— START —

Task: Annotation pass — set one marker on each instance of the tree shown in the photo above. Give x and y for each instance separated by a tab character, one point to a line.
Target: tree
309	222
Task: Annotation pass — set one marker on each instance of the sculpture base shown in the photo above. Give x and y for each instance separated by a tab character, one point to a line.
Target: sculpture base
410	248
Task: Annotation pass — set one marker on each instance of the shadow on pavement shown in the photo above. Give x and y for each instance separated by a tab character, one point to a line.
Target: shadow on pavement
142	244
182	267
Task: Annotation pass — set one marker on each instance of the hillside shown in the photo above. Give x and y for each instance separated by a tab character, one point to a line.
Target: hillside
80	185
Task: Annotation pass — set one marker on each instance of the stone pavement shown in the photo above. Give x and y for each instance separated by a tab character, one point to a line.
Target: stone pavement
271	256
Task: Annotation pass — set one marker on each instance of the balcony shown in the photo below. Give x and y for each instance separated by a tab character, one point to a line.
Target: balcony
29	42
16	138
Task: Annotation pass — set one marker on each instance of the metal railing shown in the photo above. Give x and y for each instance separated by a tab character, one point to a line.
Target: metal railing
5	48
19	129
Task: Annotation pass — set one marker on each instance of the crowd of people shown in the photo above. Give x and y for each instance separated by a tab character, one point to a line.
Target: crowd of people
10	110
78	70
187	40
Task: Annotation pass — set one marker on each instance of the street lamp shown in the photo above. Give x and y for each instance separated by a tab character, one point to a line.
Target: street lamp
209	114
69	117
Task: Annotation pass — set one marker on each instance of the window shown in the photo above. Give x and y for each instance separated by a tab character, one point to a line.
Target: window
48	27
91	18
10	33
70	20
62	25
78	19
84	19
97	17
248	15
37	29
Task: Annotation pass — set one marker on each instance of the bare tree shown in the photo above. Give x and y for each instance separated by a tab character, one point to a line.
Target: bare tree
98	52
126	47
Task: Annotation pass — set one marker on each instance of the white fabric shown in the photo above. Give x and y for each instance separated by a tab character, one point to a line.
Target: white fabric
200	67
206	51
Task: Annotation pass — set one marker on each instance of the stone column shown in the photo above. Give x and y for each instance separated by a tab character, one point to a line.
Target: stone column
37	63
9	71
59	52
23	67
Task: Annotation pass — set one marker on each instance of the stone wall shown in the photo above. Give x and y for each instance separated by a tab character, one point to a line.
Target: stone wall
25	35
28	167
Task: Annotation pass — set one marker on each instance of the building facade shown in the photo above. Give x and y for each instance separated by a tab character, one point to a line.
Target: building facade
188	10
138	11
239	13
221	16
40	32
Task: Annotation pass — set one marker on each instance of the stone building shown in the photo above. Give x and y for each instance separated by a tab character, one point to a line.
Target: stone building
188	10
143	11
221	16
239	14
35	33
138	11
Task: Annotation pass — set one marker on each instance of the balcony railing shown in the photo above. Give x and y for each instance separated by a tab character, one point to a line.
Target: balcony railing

— END —

**Goal**
Reproduce every one of the rows above word for word, in the same order.

**Written answer**
Task: Annotation pass — set one marker on each instance of the tree shown in the photo above. Give x and y for each instance separated by a tab character, one point to a line.
Target: tree
309	222
Task: Annotation pass — set one marker on each instance of the sculpture base shown in the photo above. Give x and y for each instance separated by a tab character, one point to a line.
Target: sculpture base
410	248
Task: Annotation pass — set one marker on each instance of the shadow on pavement shown in the photo above. Give x and y for each instance separated by a tab character, one point to a line.
Target: shadow on pavement
142	244
182	267
Task: Annotation pass — set one marker on each instance of the hillside shown in the photo above. Give x and y for each instance separated by a tab character, one point to a line.
Target: hillside
80	185
Task: Annotation pass — set one marker on each instance of the stone pavement shown in the photo above. Give x and y for each instance separated by a tab character, one point to a line.
Target: stone pavement
271	256
Task: Annotation pass — set one marker on each instance of the balcony shown in the photo below. Give x and y for each instance separated by a tab character, one point to a line.
Target: balcony
29	42
16	138
Task: Annotation pass — set one marker on each instance of the metal railing shown in the photo above. Give x and y for each instance separated by a tab character, one point to a line.
Target: metal railing
5	48
19	129
Task: Annotation pass — set one marker on each instance of the crowd of people shown in the photo above. Give x and y for each instance separated by a tab character, one point to a line.
Target: crowd of people
10	110
78	70
187	40
Task: Annotation pass — set one marker on each instance of the street lamp shown in the photo above. Give x and y for each instance separated by a tab character, one point to a line.
Target: street lamp
209	114
69	117
Task: Annotation pass — set one marker on each instance of the window shown in the photo above. Give x and y for each instance separated by a tab character, one point to a line.
Target: window
48	27
91	18
10	33
70	20
62	25
78	19
84	19
97	17
248	15
37	29
Task: Annotation pass — set one marker on each instance of the bare tree shown in the photo above. Give x and y for each instance separated by a tab character, one point to a line.
Target: bare tree
98	52
126	47
Task: Annotation pass — set one marker on each instance of the white fabric shown in the photo above. Give x and y for each instance separated by a tab character, one point to a line.
Target: white fabric
200	67
206	51
Task: Annotation pass — set one marker on each instance of the stone column shown in the photo above. Give x and y for each instance separated by a tab character, one point to a line.
Target: stone column
37	63
9	71
59	52
23	67
Task: Annotation pass — set one marker on each instance of the stone wall shown in the photo above. Give x and y for each instance separated by a tab character, one point to a line.
Target: stone wall
25	35
28	167
Task: Annotation pass — set one marker on each instance of the building facade shown in the photo above. Give x and y for each instance separated by a tab character, one point to a line.
Target: building facade
188	10
138	11
239	13
221	16
40	32
Task: Annotation pass — set one marker on each instance of the stone building shown in the photo above. Give x and y for each instance separated by a tab character, one point to a line.
Target: stone building
188	10
143	11
221	16
239	14
35	33
138	11
Task: Annotation pass — set one marker on each instance of the balcony railing shown in the photo above. Give x and y for each instance separated by a tab character, one point to a line.
Target: balcony railing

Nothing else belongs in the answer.